Natural-language object grounding data
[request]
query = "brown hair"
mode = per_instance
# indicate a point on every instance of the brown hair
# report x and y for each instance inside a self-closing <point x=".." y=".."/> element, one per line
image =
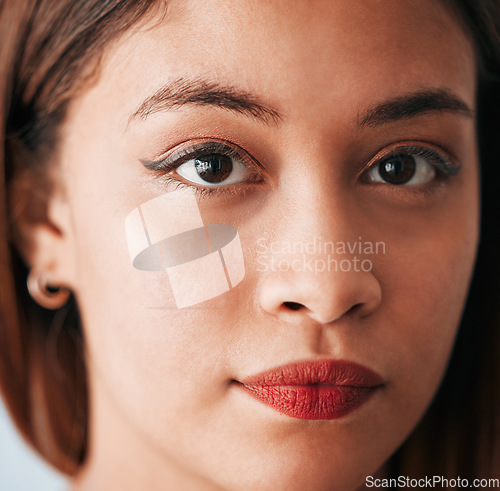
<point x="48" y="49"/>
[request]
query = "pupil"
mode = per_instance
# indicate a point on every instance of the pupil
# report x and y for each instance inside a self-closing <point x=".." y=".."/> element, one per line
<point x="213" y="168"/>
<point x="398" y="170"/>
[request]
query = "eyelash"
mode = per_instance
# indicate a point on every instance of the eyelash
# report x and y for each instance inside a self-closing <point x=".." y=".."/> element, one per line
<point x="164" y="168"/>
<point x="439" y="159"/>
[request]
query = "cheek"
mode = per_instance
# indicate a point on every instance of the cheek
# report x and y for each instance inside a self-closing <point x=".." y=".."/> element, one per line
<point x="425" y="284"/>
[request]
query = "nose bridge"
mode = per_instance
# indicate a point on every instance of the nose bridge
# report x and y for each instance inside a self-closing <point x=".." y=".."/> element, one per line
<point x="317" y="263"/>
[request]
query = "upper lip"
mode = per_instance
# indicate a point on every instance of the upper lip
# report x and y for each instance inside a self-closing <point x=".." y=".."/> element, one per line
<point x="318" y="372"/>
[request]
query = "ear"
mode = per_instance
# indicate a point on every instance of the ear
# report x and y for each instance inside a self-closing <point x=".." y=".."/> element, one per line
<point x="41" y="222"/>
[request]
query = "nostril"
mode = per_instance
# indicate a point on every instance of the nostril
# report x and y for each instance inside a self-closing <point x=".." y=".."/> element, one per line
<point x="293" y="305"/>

Work order: Show the lines where the word "upper" appears in the entries.

Solution:
query = "upper lip"
# indicate a point on every instance of the upper lip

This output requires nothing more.